RECORD SET
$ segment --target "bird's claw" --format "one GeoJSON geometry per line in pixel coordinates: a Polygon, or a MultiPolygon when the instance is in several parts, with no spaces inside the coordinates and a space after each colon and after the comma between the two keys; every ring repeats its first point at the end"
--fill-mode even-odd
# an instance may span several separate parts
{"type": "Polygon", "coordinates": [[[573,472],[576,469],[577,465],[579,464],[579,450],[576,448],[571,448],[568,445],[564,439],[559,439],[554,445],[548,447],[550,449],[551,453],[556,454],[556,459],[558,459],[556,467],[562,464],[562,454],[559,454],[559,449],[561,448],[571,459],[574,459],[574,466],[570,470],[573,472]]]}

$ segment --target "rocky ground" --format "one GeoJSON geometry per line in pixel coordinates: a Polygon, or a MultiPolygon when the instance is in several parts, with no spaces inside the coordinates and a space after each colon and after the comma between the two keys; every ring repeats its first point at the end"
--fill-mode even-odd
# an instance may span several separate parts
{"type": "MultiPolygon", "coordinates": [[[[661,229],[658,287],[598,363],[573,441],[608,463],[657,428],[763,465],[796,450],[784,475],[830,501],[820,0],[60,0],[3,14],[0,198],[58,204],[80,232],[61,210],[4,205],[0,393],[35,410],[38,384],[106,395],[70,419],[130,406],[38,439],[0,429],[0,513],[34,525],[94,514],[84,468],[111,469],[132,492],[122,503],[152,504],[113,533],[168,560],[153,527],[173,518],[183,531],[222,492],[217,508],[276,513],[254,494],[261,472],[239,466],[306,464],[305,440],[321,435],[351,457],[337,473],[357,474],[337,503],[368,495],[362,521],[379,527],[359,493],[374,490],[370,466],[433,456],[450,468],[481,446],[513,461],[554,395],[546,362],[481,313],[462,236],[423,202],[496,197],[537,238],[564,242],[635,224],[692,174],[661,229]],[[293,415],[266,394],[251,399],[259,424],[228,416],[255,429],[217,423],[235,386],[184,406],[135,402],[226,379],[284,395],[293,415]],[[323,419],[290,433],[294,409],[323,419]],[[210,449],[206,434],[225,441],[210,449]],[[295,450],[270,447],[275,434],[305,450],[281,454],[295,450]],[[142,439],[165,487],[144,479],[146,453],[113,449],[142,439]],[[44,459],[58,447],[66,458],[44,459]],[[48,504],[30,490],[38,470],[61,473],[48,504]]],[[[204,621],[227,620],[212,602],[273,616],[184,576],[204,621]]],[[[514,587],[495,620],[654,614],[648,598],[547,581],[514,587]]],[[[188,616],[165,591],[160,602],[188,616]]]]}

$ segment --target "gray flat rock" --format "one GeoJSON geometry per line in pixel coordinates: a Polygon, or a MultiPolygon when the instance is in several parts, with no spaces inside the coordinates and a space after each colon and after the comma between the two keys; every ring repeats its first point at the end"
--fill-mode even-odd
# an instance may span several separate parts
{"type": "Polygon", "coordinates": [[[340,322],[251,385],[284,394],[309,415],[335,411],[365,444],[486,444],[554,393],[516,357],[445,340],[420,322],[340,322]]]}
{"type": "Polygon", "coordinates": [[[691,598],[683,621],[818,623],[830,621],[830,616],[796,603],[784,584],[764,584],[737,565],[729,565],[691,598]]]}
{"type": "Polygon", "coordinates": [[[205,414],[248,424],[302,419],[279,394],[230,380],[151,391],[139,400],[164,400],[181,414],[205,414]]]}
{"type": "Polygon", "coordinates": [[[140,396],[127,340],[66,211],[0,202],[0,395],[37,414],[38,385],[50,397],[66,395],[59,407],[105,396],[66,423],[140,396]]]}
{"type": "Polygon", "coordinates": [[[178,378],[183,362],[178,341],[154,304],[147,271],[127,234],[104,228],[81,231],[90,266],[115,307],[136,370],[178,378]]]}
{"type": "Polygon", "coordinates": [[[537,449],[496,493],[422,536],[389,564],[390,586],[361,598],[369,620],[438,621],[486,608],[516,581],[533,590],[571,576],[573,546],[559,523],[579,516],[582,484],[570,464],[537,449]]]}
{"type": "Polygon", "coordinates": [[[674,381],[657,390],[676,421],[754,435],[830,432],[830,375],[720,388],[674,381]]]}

WRITTEN TASK
Collect every line in the rows above that contains the string "space". Case matters.

WORKED ANSWER
$ segment --target "bird's claw" --format "one GeoJSON geometry per line in pixel coordinates: a Polygon, or a MultiPolygon when the instance is in several parts, with no spaces inside the coordinates and a space after each colon and after the comma between the two keys; every ring repeats its first point at the end"
$ segment --target "rocky ground" --format "one GeoJSON geometry per line in pixel coordinates: a Polygon, or a MultiPolygon when the instance is in several parts, with no spaces inside the coordinates and a space after each colon and after the comma between the two keys; every ring repeats its first point at the end"
$ segment --target "gray flat rock" --format "one GeoJSON geometry per line in pixel coordinates: a Polygon, or a MultiPolygon when the instance is in several parts, with no spaces inside the coordinates and a space after each colon and after the comma between the two keys; every ring repeats its first point at the end"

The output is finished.